------ Data for this exercise

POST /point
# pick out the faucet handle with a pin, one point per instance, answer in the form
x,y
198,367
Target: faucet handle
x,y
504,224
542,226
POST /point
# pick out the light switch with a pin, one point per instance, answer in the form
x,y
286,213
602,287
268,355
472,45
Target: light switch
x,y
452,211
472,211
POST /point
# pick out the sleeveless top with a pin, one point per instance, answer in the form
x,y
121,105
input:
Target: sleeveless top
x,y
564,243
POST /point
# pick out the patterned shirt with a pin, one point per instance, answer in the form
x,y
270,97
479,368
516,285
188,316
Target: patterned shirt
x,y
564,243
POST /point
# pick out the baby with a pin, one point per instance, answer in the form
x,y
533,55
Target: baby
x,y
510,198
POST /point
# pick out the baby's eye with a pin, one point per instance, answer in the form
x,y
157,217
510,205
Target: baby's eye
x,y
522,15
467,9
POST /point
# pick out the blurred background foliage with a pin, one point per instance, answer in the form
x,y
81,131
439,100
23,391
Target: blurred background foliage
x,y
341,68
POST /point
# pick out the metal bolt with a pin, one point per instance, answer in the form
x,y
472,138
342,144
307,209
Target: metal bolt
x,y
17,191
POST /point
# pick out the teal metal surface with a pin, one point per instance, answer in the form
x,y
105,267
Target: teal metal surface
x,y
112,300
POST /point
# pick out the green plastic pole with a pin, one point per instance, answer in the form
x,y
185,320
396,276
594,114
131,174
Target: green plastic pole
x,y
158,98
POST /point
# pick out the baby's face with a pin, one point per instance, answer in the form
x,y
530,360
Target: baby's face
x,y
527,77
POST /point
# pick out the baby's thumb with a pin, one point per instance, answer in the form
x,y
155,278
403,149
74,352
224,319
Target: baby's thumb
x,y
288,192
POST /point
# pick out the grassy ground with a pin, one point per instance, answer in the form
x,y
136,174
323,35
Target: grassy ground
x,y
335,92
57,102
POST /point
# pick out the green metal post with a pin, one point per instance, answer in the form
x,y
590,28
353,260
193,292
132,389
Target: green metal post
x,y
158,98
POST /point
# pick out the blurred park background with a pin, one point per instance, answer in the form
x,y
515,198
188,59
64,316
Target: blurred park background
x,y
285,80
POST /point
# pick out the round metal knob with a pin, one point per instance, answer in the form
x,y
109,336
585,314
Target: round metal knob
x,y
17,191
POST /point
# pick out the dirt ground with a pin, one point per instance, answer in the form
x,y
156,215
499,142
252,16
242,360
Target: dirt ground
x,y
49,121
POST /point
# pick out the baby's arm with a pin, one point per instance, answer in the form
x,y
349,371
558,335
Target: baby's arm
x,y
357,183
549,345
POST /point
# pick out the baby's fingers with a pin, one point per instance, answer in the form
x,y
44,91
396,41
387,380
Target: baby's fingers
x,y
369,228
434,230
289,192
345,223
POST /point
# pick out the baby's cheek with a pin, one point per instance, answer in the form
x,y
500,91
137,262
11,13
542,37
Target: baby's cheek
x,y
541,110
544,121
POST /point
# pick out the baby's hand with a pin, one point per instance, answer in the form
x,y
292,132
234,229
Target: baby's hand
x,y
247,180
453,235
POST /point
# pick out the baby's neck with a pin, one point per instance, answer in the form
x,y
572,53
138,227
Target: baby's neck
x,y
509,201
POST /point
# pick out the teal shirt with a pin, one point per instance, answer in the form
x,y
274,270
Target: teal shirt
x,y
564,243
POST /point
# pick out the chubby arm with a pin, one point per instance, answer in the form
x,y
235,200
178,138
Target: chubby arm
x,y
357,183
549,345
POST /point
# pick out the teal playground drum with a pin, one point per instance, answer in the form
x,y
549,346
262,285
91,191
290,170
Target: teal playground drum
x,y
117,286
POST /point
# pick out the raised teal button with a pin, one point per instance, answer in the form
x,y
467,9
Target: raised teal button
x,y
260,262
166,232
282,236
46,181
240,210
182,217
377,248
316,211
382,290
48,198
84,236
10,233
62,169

------------

About this exercise —
Transcribe all of the entries without altering anything.

Response —
POST /point
# pick out the faucet handle with a pin, one point per instance, answer in the form
x,y
198,367
Target: faucet handle
x,y
504,224
542,226
POST /point
# pick out the light switch with a pin, one point per instance, answer in the form
x,y
286,213
602,287
268,355
472,45
Target: light switch
x,y
452,211
472,211
POST /point
# pick out the sleeveless top with a pin, one point per instance, answer in the form
x,y
121,105
input:
Target: sleeveless top
x,y
564,243
POST /point
# pick out the patterned shirt with a pin, one point per instance, answer in the form
x,y
270,97
479,368
516,285
188,316
Target: patterned shirt
x,y
564,243
POST /point
# pick out the baby with a pin, one point per instance, answer in the form
x,y
533,55
Target: baby
x,y
510,198
POST /point
# pick out the baby's eye with a pin, one point per instance, answer in the form
x,y
157,217
510,205
Target: baby's eye
x,y
522,15
467,9
POST /point
# pick out the blurred background foliage with a pin, one point per instance, answer in the form
x,y
81,131
439,100
23,391
Target: blurred background foliage
x,y
341,68
POST /point
# pick out the metal bolt with a pin, one point per instance, answer in the form
x,y
472,138
342,144
307,209
Target: metal bolt
x,y
17,191
POST /point
# pick out the teal metal surface with a pin, one point per instance, answer in the form
x,y
105,267
Target: teal metal surface
x,y
112,300
POST /point
# pick out the green plastic pole with a pin, one point per instance, answer in the form
x,y
185,320
396,276
594,114
131,174
Target: green plastic pole
x,y
158,98
POST /point
# pick out the baby's face with a pin, one point per instance, answer in the form
x,y
530,360
Target: baby's face
x,y
527,77
POST /point
# pick out the baby's thumb with a pin, one point per instance, answer in the form
x,y
155,278
403,149
74,352
224,319
Target: baby's thumb
x,y
288,192
POST /point
# pick out the grassy ground with a pin, one point per instance, answer in the form
x,y
136,174
323,35
Target: grassy ground
x,y
335,92
57,102
POST /point
# pick out the green metal post with a pin, one point per instance, answer in the form
x,y
590,28
353,260
193,292
132,389
Target: green metal post
x,y
158,98
POST /point
# pick out the blurred park background with a pin, one point per instance, answer in the form
x,y
515,198
188,59
64,316
Target: blurred park background
x,y
285,80
POST /point
# pick out the round metal knob with a pin, one point per instance, answer in the form
x,y
109,336
585,314
Target: round metal knob
x,y
17,191
POST /point
# pick out the dirt ground with a pin, one point per instance, answer in the form
x,y
156,215
499,142
252,16
242,360
Target: dirt ground
x,y
49,121
POST /point
# pick out the baby's arm with a pin, one point per instance, answer in the form
x,y
349,371
558,335
Target: baby's arm
x,y
357,183
549,345
POST /point
# pick out the baby's fingers with a pin, one point per instance, answer in the form
x,y
44,91
396,41
387,380
Target: baby's fingers
x,y
369,228
434,230
289,192
345,223
POST /point
# pick out the baby's cheek with a pin, one point per instance, answer in the form
x,y
500,91
137,262
11,13
542,37
Target: baby's cheek
x,y
541,110
544,121
POST /point
# pick out the baby's hand with a pin, one point per instance, answer in the form
x,y
292,132
234,229
Target: baby's hand
x,y
247,180
453,235
POST /point
# pick out the baby's neck with a pin, one point per instance, answer in the form
x,y
572,53
138,227
Target: baby's neck
x,y
509,201
POST /point
# pick out the teal shirt with a pin, one point per instance, answer in the form
x,y
274,270
Target: teal shirt
x,y
564,243
POST /point
# pick out the chubby arm with a pin, one point per instance, answer in the form
x,y
235,200
178,138
Target: chubby arm
x,y
357,183
549,345
POST /point
# pick out the teal playground drum with a pin, one point per instance, answer in the form
x,y
549,346
262,285
91,191
290,170
Target: teal playground drum
x,y
117,286
POST /point
# pick out the raised teal button with a pin, one point per instance, answer in the form
x,y
467,9
Target: raised teal button
x,y
260,262
166,232
282,236
46,181
240,210
182,217
377,248
316,211
382,290
48,198
84,236
10,233
62,169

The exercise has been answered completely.